Could you say how many lines in the records include "yellow"? Please give the number by itself.
**** SOURCE DATA ****
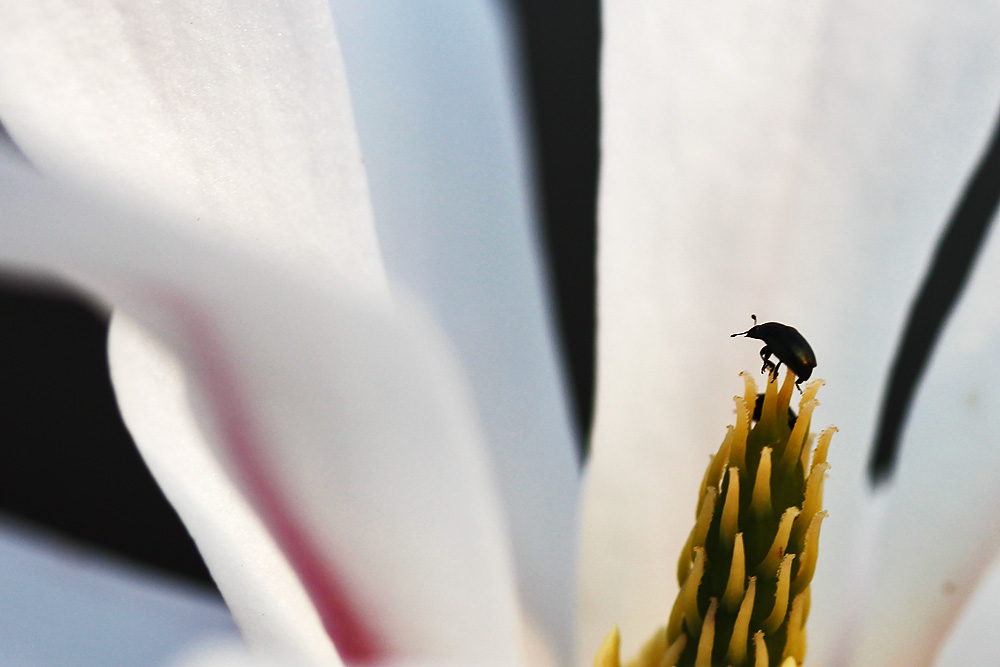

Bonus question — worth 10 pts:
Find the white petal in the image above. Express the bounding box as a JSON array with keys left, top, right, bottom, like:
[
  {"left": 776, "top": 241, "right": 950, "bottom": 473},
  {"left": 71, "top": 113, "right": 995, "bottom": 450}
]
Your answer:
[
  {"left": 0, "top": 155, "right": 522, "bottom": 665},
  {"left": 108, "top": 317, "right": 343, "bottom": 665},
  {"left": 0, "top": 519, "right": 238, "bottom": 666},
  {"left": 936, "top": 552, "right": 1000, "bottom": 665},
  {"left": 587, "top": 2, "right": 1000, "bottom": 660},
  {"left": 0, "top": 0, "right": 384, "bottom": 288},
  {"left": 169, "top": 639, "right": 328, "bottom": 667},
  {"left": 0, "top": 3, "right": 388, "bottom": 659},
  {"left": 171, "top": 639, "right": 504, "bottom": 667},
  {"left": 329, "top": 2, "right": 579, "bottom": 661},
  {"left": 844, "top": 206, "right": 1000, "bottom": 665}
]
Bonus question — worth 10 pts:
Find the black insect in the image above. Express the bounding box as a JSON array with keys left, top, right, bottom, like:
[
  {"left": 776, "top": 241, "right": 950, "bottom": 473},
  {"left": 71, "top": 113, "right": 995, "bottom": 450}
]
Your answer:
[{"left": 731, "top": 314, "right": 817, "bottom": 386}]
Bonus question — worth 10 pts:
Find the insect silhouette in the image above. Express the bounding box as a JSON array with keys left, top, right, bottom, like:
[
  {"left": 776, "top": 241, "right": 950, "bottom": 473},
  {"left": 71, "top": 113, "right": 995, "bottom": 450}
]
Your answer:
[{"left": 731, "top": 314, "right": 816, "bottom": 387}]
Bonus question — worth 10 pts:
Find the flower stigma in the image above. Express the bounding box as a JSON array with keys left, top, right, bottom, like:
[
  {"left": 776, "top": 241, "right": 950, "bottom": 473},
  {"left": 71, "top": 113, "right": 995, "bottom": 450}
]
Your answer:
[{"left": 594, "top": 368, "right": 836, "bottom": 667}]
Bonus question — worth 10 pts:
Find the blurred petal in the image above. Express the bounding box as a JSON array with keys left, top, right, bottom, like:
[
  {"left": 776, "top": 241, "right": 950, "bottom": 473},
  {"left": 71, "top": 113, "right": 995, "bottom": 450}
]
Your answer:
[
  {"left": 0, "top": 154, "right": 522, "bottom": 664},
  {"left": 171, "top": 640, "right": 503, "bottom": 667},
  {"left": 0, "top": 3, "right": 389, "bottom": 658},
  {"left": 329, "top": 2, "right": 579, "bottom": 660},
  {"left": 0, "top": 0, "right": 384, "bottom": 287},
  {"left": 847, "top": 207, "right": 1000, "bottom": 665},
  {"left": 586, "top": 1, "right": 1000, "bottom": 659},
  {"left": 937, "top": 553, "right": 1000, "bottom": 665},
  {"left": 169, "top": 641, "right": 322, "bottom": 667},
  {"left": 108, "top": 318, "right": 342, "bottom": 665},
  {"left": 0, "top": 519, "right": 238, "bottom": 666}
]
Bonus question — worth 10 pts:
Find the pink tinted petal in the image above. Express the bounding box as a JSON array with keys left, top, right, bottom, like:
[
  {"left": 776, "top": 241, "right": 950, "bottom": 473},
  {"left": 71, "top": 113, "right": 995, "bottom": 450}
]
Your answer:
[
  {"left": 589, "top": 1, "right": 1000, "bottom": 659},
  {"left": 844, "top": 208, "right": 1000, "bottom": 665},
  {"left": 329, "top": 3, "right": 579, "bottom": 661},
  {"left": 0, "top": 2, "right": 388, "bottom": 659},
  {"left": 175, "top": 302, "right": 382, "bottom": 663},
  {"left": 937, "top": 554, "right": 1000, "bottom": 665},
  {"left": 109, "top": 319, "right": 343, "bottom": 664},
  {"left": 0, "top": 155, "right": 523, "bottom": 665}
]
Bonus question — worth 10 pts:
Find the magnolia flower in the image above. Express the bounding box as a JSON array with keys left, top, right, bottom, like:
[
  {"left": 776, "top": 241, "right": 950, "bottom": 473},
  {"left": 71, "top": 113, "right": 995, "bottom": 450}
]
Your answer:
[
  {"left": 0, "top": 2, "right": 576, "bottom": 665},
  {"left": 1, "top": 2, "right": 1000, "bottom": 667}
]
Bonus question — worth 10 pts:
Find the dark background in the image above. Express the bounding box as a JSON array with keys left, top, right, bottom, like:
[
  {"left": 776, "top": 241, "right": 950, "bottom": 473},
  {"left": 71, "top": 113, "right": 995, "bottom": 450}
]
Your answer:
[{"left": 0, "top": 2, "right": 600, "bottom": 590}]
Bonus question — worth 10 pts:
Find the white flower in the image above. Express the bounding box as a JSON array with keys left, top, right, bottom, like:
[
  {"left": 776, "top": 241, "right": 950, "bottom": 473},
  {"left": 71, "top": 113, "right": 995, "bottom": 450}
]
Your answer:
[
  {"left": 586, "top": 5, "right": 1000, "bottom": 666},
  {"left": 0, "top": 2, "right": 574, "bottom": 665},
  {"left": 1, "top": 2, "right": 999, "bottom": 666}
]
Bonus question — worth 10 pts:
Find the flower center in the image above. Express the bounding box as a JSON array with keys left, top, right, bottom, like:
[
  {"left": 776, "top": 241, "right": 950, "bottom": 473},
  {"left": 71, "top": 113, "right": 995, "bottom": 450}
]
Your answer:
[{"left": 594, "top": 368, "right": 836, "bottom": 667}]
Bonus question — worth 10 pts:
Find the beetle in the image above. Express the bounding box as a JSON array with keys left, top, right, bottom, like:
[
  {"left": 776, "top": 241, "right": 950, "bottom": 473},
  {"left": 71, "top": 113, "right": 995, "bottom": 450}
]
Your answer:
****
**** SOURCE DATA ****
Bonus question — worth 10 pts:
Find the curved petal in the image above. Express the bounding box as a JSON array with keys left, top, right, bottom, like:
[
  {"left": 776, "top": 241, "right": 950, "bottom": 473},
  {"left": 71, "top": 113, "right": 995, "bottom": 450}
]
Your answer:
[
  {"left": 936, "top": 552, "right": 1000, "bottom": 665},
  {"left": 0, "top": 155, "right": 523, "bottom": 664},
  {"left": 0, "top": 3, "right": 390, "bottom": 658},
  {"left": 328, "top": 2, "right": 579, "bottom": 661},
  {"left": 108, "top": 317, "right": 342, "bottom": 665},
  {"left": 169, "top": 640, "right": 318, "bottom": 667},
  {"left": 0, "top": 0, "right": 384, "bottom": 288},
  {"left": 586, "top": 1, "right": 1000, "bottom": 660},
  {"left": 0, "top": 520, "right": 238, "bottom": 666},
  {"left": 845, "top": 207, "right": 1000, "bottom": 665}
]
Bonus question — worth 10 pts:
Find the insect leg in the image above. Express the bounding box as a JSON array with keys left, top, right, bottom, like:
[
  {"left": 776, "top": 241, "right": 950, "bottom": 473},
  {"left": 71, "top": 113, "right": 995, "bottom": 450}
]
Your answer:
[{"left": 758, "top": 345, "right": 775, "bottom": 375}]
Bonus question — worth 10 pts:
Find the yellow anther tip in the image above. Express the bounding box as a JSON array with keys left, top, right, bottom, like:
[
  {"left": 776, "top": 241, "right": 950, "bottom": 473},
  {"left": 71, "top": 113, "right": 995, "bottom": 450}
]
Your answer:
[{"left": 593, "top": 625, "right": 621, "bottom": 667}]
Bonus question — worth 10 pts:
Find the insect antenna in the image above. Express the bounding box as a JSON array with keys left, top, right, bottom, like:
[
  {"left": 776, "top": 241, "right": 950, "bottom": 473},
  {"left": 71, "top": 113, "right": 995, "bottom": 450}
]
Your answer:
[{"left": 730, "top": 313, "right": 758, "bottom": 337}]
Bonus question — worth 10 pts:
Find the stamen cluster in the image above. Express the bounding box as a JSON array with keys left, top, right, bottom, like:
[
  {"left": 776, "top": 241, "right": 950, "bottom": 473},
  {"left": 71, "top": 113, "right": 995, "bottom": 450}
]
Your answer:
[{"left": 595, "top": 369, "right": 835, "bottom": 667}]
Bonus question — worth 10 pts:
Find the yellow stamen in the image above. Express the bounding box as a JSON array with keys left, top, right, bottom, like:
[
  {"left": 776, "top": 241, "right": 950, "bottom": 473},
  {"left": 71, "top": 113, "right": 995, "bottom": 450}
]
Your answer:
****
**** SOURCE DATA ****
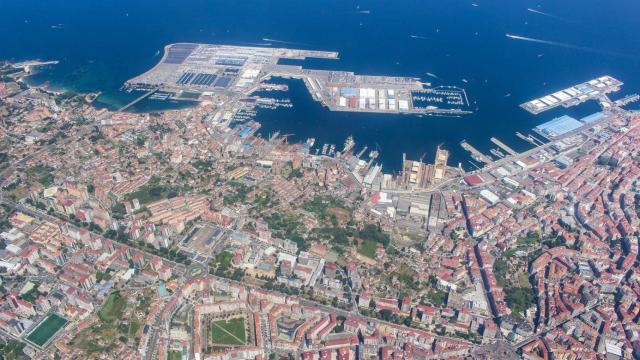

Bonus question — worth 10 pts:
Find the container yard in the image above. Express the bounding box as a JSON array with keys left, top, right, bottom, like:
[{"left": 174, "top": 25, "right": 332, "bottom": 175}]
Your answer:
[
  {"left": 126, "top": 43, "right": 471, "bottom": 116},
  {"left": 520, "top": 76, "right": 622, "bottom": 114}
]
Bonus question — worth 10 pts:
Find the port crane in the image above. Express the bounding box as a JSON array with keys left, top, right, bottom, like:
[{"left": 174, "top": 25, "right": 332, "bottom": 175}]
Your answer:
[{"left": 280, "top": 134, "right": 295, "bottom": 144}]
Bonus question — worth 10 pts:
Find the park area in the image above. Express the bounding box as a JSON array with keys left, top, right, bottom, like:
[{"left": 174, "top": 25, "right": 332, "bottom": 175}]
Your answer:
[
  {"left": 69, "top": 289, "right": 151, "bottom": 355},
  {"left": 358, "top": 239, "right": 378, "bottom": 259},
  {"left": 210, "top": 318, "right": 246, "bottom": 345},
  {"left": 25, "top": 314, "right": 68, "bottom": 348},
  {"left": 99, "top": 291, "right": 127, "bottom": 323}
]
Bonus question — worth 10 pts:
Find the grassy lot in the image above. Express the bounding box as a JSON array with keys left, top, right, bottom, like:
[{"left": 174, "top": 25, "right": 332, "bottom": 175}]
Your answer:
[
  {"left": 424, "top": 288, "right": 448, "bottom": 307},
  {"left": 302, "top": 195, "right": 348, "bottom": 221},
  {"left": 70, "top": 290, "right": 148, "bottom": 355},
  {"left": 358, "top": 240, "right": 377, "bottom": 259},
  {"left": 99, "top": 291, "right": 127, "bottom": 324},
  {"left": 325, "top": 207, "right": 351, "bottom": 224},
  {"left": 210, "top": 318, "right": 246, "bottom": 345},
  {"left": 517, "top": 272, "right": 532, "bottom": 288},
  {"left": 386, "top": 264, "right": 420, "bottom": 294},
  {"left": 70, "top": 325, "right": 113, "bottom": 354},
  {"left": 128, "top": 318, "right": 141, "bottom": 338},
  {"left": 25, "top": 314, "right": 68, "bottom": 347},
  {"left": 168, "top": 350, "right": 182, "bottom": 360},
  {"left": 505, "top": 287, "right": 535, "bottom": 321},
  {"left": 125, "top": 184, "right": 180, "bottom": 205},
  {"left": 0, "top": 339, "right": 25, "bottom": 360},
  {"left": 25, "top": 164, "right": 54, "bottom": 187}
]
****
* _COMPLETED TASK_: 2